▶ [FRAGMENTO DE LA PÁGINA]:
En griego clásico hay dos modos de decir pintura: kroma y kosmetike. El primer vocablo ha legado a nuestra lengua su referencia a la visibilidad del color, la palabra «cromatismo» expresa sin ambigüedad para los españoles de hoy, la luminosidad natural y la carnación de las cosas. El segundo también remite inmediatamente a una dimensión visual, pero en el sentido postizo, artificial.

Hay pintores comprometidos y fieles a la kroma y otros atrapados en la kosmetike. Hay pintores que pintan y otros que, incapaces de manifestar otra cosa que un estéril narcisismo, se pintan. Dicho de otro modo, que no pintan nada. Ser fiel a la kroma implica el coraje de mantener una posición abierta al acogimiento de la belleza (por fea que sea) es decir a la impronta de la dignidad de las cosas; ser fiel a la kroma es revivificar, dar carnación, suscitar de nuevo el interés por los seres y las cosas para que re-susciten los más profundos deseos de un nuevo nacer; ser fiel a la   kroma es dar a luz a un mundo redimido: el nuestro. Ese mundo que fertilizan los amantes del color, los cromáticos, se llama Futuro.

▶ [EJERCICIO]:
Por favor, transcribe completo el fragmento sobre la pintura, sin cambiar nada.

▶ [Ítems listados en un conjunto de datos]:
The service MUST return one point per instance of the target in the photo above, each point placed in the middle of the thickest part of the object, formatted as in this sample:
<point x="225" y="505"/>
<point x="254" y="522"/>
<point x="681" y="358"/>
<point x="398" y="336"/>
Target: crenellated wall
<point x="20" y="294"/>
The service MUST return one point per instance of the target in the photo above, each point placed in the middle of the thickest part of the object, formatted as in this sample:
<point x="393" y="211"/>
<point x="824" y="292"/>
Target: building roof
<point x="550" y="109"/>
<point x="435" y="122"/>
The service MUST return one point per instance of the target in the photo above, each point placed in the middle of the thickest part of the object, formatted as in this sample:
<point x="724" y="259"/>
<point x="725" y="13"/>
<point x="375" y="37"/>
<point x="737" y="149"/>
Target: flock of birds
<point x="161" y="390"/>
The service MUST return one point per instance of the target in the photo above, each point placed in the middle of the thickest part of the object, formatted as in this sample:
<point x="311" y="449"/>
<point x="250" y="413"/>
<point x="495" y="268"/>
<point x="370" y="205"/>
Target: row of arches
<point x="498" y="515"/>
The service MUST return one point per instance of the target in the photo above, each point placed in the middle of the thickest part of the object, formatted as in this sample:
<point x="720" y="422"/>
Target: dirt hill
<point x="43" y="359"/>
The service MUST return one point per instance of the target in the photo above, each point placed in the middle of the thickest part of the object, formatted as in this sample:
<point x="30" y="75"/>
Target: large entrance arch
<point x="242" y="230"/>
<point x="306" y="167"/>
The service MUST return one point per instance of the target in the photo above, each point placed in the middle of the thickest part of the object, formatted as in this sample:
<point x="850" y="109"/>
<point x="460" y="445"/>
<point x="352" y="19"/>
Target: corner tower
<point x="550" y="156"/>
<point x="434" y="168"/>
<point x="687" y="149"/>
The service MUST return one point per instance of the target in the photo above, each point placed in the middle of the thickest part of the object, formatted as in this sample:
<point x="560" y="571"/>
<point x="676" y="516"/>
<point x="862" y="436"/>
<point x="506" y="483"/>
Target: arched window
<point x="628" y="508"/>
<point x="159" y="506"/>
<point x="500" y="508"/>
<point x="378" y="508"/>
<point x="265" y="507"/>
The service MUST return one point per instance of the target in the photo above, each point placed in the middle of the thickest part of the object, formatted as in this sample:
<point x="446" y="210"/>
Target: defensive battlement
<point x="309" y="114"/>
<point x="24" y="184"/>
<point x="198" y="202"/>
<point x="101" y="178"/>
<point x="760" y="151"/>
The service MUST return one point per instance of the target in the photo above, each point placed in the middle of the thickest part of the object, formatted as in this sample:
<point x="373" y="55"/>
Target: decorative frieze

▶ [RESULTADO DEL EJERCICIO]:
En griego clásico hay dos modos de decir pintura: kroma y kosmetike. El primer vocablo ha legado a nuestra lengua su referencia a la visibilidad del color, la palabra «cromatismo» expresa sin ambigüedad para los españoles de hoy, la luminosidad natural y la carnación de las cosas. El segundo también remite inmediatamente a una dimensión visual, pero en el sentido postizo, artificial.

Hay pintores comprometidos y fieles a la kroma y otros atrapados en la kosmetike. Hay pintores que pintan y otros que, incapaces de manifestar otra cosa que un estéril narcisismo, se pintan. Dicho de otro modo, que no pintan nada. Ser fiel a la kroma implica el coraje de mantener una posición abierta al acogimiento de la belleza (por fea que sea) es decir a la impronta de la dignidad de las cosas; ser fiel a la kroma es revivificar, dar carnación, suscitar de nuevo el interés por los seres y las cosas para que re-susciten los más profundos deseos de un nuevo nacer; ser fiel a la   kroma es dar a luz a un mundo redimido: el nuestro. Ese mundo que fertilizan los amantes del color, los cromáticos, se llama Futuro.